## [Problem to work on]
In this exercise, the entries below are to be transcribed exactly, line by line.

[Data records]
---+---
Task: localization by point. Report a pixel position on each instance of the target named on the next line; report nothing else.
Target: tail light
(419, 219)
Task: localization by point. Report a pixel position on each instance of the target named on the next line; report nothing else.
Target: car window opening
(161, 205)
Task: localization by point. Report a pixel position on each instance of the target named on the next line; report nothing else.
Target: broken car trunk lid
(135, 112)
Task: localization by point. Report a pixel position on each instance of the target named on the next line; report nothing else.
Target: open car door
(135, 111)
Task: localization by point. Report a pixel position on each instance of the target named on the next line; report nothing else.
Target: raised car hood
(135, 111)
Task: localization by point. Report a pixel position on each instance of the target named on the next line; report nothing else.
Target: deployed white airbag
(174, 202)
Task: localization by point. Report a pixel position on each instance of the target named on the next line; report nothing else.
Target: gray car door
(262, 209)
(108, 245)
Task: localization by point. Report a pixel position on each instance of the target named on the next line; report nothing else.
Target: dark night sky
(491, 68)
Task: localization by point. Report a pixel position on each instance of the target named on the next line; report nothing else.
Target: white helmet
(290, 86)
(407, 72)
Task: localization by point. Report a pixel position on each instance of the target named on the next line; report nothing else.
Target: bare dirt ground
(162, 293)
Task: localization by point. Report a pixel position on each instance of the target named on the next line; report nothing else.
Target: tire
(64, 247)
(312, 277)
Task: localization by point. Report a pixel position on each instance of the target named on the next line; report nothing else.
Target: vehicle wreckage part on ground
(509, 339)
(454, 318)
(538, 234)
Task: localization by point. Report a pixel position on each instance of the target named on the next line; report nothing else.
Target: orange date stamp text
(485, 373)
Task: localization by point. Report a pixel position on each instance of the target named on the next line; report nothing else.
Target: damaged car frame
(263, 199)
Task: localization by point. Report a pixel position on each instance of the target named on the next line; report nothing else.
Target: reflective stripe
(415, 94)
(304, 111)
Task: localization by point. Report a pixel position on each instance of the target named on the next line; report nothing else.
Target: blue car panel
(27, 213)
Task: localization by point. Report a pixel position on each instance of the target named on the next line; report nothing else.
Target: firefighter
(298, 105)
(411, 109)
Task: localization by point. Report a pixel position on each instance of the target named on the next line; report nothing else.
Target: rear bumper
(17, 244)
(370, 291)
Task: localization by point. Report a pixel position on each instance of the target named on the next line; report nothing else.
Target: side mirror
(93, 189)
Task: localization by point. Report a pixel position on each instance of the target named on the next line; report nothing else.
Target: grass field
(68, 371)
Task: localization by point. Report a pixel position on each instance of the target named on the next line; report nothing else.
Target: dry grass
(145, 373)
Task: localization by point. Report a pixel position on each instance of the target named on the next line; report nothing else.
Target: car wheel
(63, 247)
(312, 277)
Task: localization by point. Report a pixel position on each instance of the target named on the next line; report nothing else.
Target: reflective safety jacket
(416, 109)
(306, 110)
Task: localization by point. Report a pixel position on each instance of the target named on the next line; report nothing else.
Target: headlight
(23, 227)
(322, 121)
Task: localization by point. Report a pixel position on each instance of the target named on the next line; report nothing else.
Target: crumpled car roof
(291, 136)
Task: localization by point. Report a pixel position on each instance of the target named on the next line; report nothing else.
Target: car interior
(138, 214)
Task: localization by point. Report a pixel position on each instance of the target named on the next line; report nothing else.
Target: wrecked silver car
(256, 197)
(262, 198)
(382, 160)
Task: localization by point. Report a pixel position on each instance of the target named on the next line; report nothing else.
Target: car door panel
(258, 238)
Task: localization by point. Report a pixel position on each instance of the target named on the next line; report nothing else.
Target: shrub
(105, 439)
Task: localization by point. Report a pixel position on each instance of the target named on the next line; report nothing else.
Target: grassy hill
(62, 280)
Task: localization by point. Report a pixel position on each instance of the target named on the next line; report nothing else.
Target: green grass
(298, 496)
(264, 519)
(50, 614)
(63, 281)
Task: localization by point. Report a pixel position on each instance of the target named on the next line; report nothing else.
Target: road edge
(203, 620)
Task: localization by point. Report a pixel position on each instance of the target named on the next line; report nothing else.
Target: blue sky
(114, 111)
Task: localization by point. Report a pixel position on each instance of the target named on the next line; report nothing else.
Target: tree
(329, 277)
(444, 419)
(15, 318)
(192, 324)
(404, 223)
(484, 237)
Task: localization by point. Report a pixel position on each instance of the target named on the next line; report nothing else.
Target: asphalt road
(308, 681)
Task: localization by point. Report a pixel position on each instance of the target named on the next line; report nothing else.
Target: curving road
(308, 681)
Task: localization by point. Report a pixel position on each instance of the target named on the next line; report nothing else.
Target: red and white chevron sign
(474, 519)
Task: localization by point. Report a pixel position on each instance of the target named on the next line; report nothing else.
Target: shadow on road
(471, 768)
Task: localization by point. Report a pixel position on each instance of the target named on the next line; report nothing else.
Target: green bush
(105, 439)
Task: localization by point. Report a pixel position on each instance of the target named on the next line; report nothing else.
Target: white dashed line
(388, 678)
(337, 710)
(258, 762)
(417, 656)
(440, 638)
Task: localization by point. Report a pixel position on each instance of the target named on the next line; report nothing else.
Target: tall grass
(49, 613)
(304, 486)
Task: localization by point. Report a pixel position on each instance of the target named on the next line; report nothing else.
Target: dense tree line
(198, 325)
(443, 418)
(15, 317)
---+---
## [Task result]
Task: localization by point. Report a pixel position on each instance of the target named on the next line; report nothing else.
Target: tail light
(419, 219)
Task: localization by point. Report a pixel position on each instance of the target named on the next line; report nothing else.
Target: car window opening
(161, 205)
Task: localization by point. Report a pixel position on each instance of the target named on the next line; report nothing else.
Target: broken car trunk lid
(135, 112)
Task: localization by point. Report a pixel position on each instance of the target named on the next line; report nothing else.
Target: open car door
(135, 111)
Task: localization by point. Report a pixel position on each instance of the target named on the next line; report nothing else.
Target: raised car hood
(135, 111)
Task: localization by point. Report a pixel position on each instance of the target named on the next line; report nothing else.
Target: deployed white airbag
(174, 202)
Task: localization by point. Report a pixel position on each instance of the target named on the next line; report nothing else.
Target: gray car door
(262, 209)
(108, 245)
Task: localization by point. Report a pixel position on each instance of the target named on the next line; report nothing else.
Target: dark night sky
(491, 68)
Task: localization by point. Report a pixel position on each instance of the target named on the next line; report nothing else.
Target: white helmet
(290, 86)
(407, 72)
Task: localization by point. Report a pixel position on each instance of the target named on the next line; report nothing else.
Target: bare dirt ground
(162, 293)
Task: localization by point. Report a pixel position on each instance of the target named on the next line; report nothing else.
Target: tire
(64, 247)
(312, 277)
Task: localization by point. Report a pixel position on each instance of the target named on the next line; report nothing else.
Target: vehicle wreckage part on ground
(509, 339)
(454, 318)
(538, 234)
Task: localization by point. Report a pixel position on each instance of the target named on the next line; report nothing else.
Target: orange date stamp text
(485, 373)
Task: localization by point. Report a pixel position on each instance of the target named on the next line; report nothing else.
Target: damaged car frame
(263, 199)
Task: localization by point. Report a pixel position on each instance of the target named on the next line; report nothing else.
Target: reflective stripe
(415, 94)
(304, 111)
Task: localization by point. Report a pixel position on each instance of the target named on the next line; report nothing else.
Target: blue car panel
(27, 213)
Task: localization by point. Report a pixel position on each instance of the target named on the next line; report nothing else.
Target: firefighter
(298, 105)
(411, 109)
Task: localization by point. Report a pixel position on each instance of the target named on the next line; report nothing else.
Target: rear bumper
(17, 244)
(370, 291)
Task: localization by point. Report a pixel position on each instance of the target named on the next line; report nothing else.
Target: side mirror
(93, 189)
Task: localization by point. Report a pixel position on each instance of the target named on the next line; report nothing else.
Target: grass field
(68, 371)
Task: localization by point. Report a pixel position on each instance of the target named on the next line; report nothing else.
Target: dry grass
(145, 373)
Task: localization by point. Report a pixel position on each instance of the target named on the next line; report nothing else.
Target: car wheel
(63, 247)
(312, 277)
Task: localization by point. Report a pixel position on each instance of the target named on the next line; report nothing else.
Target: reflective safety jacket
(416, 109)
(306, 110)
Task: localization by point. Report a pixel position on each instance of the target named on the next line; report nothing else.
Target: headlight
(23, 227)
(322, 121)
Task: localization by point. Report a pixel position on each instance of the target named on the next line; report nothing else.
Target: crumpled car roof
(291, 136)
Task: localization by point. Report a pixel position on each instance of the target named on the next line; report nothing else.
Target: car interior
(138, 214)
Task: localization by point. Report a pixel position on each instance of the target named on the next line; report nothing else.
Target: wrecked silver car
(256, 197)
(262, 198)
(382, 160)
Task: localization by point. Report a pixel position on each instance of the target named on the next line; report nothing else.
Target: car door panel
(258, 238)
Task: localization by point. Report a pixel position on each instance of the target named on the next line; report nothing else.
Target: shrub
(105, 439)
Task: localization by point. Report a pixel position on each instance of the target named on the next line; report nothing else.
Target: grassy hill
(62, 280)
Task: localization by point. Report a pixel position on each instance of the target named on the next line; report nothing else.
Target: green grass
(298, 496)
(264, 519)
(50, 614)
(63, 281)
Task: localization by point. Report a pixel position on each instance of the target named on the next line; report nothing else.
Target: road edge
(203, 620)
Task: localization by point. Report a pixel position on each instance of the target named on the next line; report nothing else.
Target: blue sky
(114, 111)
Task: localization by point. Report a pixel position on each instance of the target named on the next line; report nothing else.
Target: tree
(329, 277)
(444, 419)
(15, 318)
(192, 324)
(404, 223)
(484, 237)
Task: localization by point. Report a pixel position on each instance of the target named on the next line; report nothing else.
Target: asphalt road
(308, 681)
Task: localization by point. Report a pixel position on each instance of the target named on the next line; report nothing else.
Target: curving road
(308, 681)
Task: localization by point. Report a pixel position on each instance of the target named on the next line; report nothing else.
Target: red and white chevron sign
(474, 519)
Task: localization by point. Report a pixel position on each instance of the target named on the next line; report nothing else.
Target: shadow on road
(471, 768)
Task: localization by point. Report a pixel position on each instance of the target named on the next line; report nothing else.
Target: green bush
(105, 439)
Task: localization by point. Report a pixel position on each instance of the target named on the next line; report nothing else.
Target: white dashed line
(388, 678)
(337, 710)
(258, 762)
(417, 656)
(440, 638)
Task: localization by point. Report a pixel position on each instance of the target named on the next line; report nothing else.
Target: tall grass
(49, 613)
(304, 486)
Task: localization by point. Report a pixel position on each instance of the target named on the next line; report nothing else.
Target: dense tree line
(198, 325)
(443, 418)
(15, 317)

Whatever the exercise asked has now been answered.